==== Text provided ====

Representative Criminal Cases
The defense of people charged in criminal cases has always been a primary focus of my law practice. Since I first knew I wanted to be a lawyer as a young boy, the trial and appeal of criminal cases was simply what it is I thought lawyers do. I studied the work of the great criminal lawyers, sat in local courtrooms watching every trial I could and getting to know the judge so that I could ask questions about what I had seen in the courtroom. I visited the United States Supreme Court and watched intently every oral argument I could, focusing on the cases with criminal law issues. In graduate law school I focused on criminal law issues and when I have had a chance to teach law school and continuing legal education classes, I have taught in the areas of criminal law and procedure and related evidentiary issues most frequently.
My very first trial as a young lawyer of 25 was a capital murder case, second-seating a more experienced lawyer during the trial and then calling on every skill and emotion I had to handle the sentencing phase myself, convincing a jury that minutes earlier had returned a verdict of guilty, to spare the defendant’s life. I followed that immediately with victories in rape, theft, and armed robbery cases, learning my way around the courtroom while under fire. I also immediately began handling the appeal of criminal cases tried by other lawyers and learned never to give up, winning my very first case by taking it up to the Alabama Supreme Court and getting a 9-0 victory reversing a conviction and 35 year sentence, after the intermediate appellate court had rejected the same arguments. I followed that with wins in the U.S. Courts of Appeals for the Eleventh and Second Circuits and then in many other courts.

==== Recorded data ====

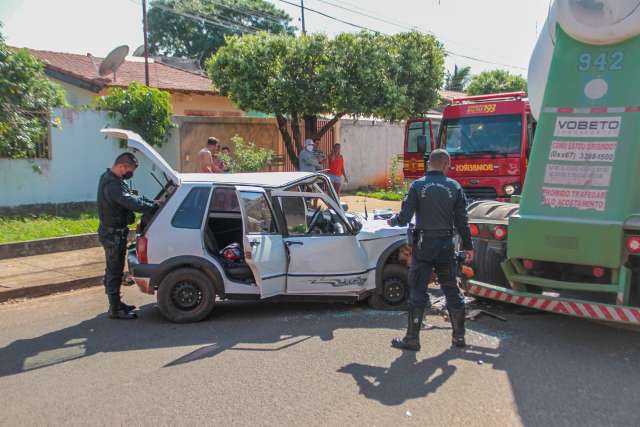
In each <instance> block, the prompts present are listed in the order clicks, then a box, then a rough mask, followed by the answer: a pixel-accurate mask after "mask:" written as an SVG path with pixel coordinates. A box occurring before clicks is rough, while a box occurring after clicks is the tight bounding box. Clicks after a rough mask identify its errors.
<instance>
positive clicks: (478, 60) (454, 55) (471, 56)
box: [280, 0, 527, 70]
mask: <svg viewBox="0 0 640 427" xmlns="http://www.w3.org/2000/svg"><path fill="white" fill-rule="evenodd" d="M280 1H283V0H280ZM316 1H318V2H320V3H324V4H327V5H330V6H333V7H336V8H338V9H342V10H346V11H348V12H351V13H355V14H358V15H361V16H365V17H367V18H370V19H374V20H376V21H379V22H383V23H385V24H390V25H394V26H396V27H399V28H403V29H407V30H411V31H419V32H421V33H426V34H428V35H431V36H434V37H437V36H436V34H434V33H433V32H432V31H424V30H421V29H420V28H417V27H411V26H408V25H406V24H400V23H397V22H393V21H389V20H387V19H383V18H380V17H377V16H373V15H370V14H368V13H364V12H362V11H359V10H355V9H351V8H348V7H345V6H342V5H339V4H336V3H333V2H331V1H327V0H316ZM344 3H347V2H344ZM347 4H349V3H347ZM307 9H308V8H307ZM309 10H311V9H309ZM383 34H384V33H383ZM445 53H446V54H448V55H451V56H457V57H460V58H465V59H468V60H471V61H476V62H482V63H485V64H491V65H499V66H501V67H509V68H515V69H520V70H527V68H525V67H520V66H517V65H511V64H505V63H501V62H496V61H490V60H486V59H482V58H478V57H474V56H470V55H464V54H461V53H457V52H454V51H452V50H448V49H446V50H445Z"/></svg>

====

### Set of tasks
A. Based on the text about representative criminal cases, decide whether each statement agrees with it. Answer yes or no for each, quoting the exact words of the text that decide it.
(i) The first trial the writer handled as a lawyer was a capital murder case, at age 25.
(ii) The Alabama Supreme Court decided the writer's first appeal by a 5-4 vote.
(iii) The writer won cases in the U.S. Courts of Appeals for the Eleventh and Second Circuits.
B. Copy everything in the records from the start down to the line containing "box: [280, 0, 527, 70]", including both ends, and leave out the pictures.

### Exercise responses
A.
(i) Yes: "My very first trial as a young lawyer of 25 was a capital murder case"
(ii) No: "getting a 9-0 victory reversing a conviction and 35 year sentence"
(iii) Yes: "I followed that with wins in the U.S. Courts of Appeals for the Eleventh and Second Circuits"

B.
In each <instance> block, the prompts present are listed in the order clicks, then a box, then a rough mask, followed by the answer: a pixel-accurate mask after "mask:" written as an SVG path with pixel coordinates. A box occurring before clicks is rough, while a box occurring after clicks is the tight bounding box. Clicks after a rough mask identify its errors.
<instance>
positive clicks: (478, 60) (454, 55) (471, 56)
box: [280, 0, 527, 70]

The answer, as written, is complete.